(Saved data entries)
****

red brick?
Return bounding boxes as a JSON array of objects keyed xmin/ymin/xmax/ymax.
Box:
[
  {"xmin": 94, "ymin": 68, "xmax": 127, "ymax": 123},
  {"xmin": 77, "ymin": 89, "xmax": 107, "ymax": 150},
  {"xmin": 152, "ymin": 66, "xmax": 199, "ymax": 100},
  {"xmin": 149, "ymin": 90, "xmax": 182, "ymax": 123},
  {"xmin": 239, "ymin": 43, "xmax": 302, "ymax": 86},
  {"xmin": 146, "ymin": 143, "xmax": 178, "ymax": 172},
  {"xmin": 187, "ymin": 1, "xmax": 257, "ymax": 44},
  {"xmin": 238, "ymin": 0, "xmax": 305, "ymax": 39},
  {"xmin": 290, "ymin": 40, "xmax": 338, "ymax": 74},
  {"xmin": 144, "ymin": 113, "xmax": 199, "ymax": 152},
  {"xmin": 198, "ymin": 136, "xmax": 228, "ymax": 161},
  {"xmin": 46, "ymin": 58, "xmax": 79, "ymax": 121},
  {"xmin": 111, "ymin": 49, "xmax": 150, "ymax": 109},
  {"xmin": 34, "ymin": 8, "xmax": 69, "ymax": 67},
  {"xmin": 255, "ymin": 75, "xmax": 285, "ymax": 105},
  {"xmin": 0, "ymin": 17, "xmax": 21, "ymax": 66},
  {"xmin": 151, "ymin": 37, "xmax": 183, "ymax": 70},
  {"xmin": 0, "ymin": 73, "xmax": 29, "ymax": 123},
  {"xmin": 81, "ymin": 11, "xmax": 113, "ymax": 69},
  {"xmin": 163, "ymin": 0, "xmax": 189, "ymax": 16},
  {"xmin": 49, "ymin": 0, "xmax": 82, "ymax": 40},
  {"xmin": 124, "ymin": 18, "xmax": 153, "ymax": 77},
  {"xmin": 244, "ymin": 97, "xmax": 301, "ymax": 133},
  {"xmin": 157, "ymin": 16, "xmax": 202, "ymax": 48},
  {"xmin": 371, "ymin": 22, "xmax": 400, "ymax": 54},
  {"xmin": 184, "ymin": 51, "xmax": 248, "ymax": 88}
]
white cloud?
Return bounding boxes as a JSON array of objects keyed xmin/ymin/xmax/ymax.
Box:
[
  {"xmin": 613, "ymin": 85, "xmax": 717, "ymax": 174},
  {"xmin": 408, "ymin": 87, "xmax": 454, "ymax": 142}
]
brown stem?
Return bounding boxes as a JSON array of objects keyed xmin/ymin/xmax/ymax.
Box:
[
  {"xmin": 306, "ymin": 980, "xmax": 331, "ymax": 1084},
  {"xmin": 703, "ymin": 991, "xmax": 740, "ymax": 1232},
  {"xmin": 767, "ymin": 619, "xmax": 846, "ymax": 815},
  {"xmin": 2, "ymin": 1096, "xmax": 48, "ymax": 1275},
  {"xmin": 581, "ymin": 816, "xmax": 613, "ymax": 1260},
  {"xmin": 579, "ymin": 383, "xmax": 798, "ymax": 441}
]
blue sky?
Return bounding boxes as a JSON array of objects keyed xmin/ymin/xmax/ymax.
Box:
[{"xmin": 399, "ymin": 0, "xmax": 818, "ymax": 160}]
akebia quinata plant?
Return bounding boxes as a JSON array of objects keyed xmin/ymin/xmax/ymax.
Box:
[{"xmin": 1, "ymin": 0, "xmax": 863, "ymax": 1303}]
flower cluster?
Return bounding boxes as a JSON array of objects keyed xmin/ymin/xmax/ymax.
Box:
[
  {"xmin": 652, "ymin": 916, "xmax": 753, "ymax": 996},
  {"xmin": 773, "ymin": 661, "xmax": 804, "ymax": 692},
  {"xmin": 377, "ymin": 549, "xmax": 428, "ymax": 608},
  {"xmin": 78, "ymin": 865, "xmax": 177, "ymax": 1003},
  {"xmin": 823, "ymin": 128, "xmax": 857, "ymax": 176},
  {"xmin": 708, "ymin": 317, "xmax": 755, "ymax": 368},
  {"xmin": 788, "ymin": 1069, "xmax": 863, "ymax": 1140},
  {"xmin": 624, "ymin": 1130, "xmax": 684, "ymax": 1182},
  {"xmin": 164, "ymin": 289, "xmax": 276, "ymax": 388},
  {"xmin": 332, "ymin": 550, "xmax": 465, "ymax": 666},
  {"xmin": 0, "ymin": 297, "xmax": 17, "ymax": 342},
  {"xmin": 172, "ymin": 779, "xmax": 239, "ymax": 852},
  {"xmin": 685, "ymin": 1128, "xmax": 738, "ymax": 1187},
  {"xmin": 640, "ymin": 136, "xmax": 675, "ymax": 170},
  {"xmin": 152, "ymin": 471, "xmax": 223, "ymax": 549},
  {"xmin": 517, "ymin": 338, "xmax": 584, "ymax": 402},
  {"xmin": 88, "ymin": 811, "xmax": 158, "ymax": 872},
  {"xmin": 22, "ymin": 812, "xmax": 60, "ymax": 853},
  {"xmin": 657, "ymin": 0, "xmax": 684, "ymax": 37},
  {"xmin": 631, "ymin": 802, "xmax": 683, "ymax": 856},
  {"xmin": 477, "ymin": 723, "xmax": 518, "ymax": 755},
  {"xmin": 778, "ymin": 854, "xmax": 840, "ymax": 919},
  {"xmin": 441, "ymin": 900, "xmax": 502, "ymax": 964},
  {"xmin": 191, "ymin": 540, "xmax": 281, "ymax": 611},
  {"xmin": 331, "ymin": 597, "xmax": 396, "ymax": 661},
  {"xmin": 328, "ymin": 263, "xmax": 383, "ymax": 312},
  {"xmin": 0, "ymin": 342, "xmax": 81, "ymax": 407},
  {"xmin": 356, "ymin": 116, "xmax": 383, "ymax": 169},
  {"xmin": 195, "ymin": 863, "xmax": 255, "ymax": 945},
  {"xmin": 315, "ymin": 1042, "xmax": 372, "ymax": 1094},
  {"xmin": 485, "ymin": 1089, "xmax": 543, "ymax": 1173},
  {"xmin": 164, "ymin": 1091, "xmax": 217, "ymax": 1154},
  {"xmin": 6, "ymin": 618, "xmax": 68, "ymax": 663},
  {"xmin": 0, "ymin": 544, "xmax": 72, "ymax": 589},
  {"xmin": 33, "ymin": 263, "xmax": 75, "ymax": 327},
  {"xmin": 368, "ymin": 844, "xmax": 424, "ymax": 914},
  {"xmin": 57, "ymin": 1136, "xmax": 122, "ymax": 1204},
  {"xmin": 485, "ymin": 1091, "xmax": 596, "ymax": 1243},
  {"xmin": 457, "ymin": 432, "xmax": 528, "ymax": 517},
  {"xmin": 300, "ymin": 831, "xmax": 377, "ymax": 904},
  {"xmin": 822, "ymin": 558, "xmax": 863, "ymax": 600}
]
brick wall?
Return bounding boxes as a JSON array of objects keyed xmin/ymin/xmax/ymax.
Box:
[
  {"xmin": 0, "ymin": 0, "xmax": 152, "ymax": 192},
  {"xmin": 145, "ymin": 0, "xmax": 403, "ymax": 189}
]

****

» Exercise goal
From the first line of the records above down to the line containing "akebia quinata plant?", repeat each line exactly as written. Include both of those lines and add nothing.

» Answer box
red brick?
Return bounding boxes as a JSON array of objects keyed xmin/ymin/xmax/ymax.
Box:
[
  {"xmin": 94, "ymin": 68, "xmax": 127, "ymax": 123},
  {"xmin": 77, "ymin": 89, "xmax": 107, "ymax": 150},
  {"xmin": 152, "ymin": 66, "xmax": 199, "ymax": 100},
  {"xmin": 149, "ymin": 90, "xmax": 182, "ymax": 123},
  {"xmin": 239, "ymin": 43, "xmax": 302, "ymax": 86},
  {"xmin": 146, "ymin": 143, "xmax": 178, "ymax": 172},
  {"xmin": 187, "ymin": 1, "xmax": 257, "ymax": 44},
  {"xmin": 238, "ymin": 0, "xmax": 305, "ymax": 39},
  {"xmin": 290, "ymin": 40, "xmax": 338, "ymax": 74},
  {"xmin": 144, "ymin": 113, "xmax": 199, "ymax": 152},
  {"xmin": 198, "ymin": 136, "xmax": 228, "ymax": 161},
  {"xmin": 46, "ymin": 58, "xmax": 79, "ymax": 121},
  {"xmin": 111, "ymin": 49, "xmax": 150, "ymax": 109},
  {"xmin": 34, "ymin": 8, "xmax": 69, "ymax": 67},
  {"xmin": 255, "ymin": 75, "xmax": 285, "ymax": 105},
  {"xmin": 0, "ymin": 17, "xmax": 21, "ymax": 66},
  {"xmin": 151, "ymin": 37, "xmax": 183, "ymax": 70},
  {"xmin": 0, "ymin": 73, "xmax": 29, "ymax": 123},
  {"xmin": 81, "ymin": 11, "xmax": 113, "ymax": 69},
  {"xmin": 163, "ymin": 0, "xmax": 189, "ymax": 16},
  {"xmin": 49, "ymin": 0, "xmax": 82, "ymax": 40},
  {"xmin": 124, "ymin": 18, "xmax": 153, "ymax": 77},
  {"xmin": 244, "ymin": 97, "xmax": 301, "ymax": 133},
  {"xmin": 157, "ymin": 16, "xmax": 202, "ymax": 48},
  {"xmin": 371, "ymin": 22, "xmax": 400, "ymax": 54},
  {"xmin": 184, "ymin": 51, "xmax": 248, "ymax": 88}
]
white cloud?
Return bounding boxes as a JSON array of objects keyed xmin/ymin/xmax/ymax.
Box:
[
  {"xmin": 613, "ymin": 85, "xmax": 717, "ymax": 174},
  {"xmin": 408, "ymin": 87, "xmax": 454, "ymax": 142}
]
brown stem?
Return bounding boxes as a JSON array of objects keyed xmin/ymin/xmax/ymax.
Box:
[
  {"xmin": 306, "ymin": 980, "xmax": 331, "ymax": 1084},
  {"xmin": 703, "ymin": 991, "xmax": 740, "ymax": 1232},
  {"xmin": 767, "ymin": 619, "xmax": 846, "ymax": 815},
  {"xmin": 2, "ymin": 1096, "xmax": 48, "ymax": 1275},
  {"xmin": 581, "ymin": 816, "xmax": 613, "ymax": 1260},
  {"xmin": 579, "ymin": 383, "xmax": 798, "ymax": 441}
]
blue sky?
Return bounding boxes as a JSON array of objects keyed xmin/ymin/xmax/ymax.
Box:
[{"xmin": 399, "ymin": 0, "xmax": 818, "ymax": 160}]
akebia quinata plant?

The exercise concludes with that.